• **WORK ITEM**:
Go to the line containing "Where can you see the column" and return it and each line after it exactly, through the end of the data below, and nothing more.

• **DATASET RECORDS**:
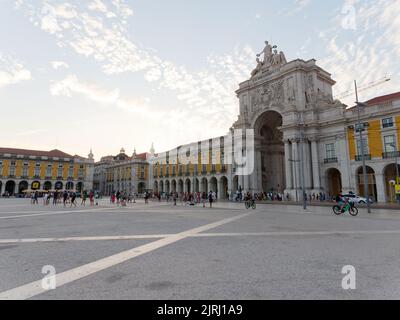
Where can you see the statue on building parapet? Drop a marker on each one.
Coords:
(271, 58)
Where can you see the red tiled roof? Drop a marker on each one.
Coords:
(383, 99)
(52, 153)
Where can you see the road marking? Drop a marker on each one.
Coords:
(198, 235)
(99, 238)
(296, 233)
(35, 288)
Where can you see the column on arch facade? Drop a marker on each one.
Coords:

• **RESPONSE TO THE EXERCISE**:
Where can you see the column on arch facade? Drop a marker on each one.
Coords:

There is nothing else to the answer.